Lines below containing the word "Highlight" should be copied out.

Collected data
_____

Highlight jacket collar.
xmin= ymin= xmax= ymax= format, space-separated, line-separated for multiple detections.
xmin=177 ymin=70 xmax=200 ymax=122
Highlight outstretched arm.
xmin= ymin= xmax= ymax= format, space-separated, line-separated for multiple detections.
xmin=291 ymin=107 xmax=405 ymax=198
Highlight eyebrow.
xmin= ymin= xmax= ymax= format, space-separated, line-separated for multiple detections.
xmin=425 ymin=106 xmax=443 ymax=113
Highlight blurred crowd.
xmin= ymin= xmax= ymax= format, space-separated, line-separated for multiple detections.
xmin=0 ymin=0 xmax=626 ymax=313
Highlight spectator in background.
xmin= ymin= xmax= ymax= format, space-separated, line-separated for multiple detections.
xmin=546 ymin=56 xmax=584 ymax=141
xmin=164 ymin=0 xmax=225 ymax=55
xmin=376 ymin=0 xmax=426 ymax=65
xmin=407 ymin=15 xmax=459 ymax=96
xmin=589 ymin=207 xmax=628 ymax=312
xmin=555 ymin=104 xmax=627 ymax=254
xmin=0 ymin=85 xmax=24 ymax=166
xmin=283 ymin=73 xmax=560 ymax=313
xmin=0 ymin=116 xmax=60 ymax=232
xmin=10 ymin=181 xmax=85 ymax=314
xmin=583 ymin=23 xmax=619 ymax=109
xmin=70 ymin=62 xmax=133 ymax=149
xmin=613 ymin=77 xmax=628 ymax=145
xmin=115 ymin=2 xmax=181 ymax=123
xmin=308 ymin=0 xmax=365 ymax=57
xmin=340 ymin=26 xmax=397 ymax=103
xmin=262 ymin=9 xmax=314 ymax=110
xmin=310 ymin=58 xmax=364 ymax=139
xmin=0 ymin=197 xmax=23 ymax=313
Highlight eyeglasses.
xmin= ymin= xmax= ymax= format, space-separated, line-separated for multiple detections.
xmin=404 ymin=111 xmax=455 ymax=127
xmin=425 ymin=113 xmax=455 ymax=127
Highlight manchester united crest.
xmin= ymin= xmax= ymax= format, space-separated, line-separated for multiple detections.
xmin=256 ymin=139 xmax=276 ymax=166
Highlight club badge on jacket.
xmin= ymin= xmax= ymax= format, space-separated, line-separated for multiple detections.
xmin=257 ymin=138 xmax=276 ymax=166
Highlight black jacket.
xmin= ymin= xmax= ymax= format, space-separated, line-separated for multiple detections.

_____

**WRITTEN ANSWER:**
Highlight jacket collar.
Highlight outstretched arm.
Highlight eyebrow.
Highlight blurred crowd.
Highlight spectator in background.
Highlight eyeglasses.
Highlight manchester united crest.
Highlight club badge on jacket.
Highlight black jacket.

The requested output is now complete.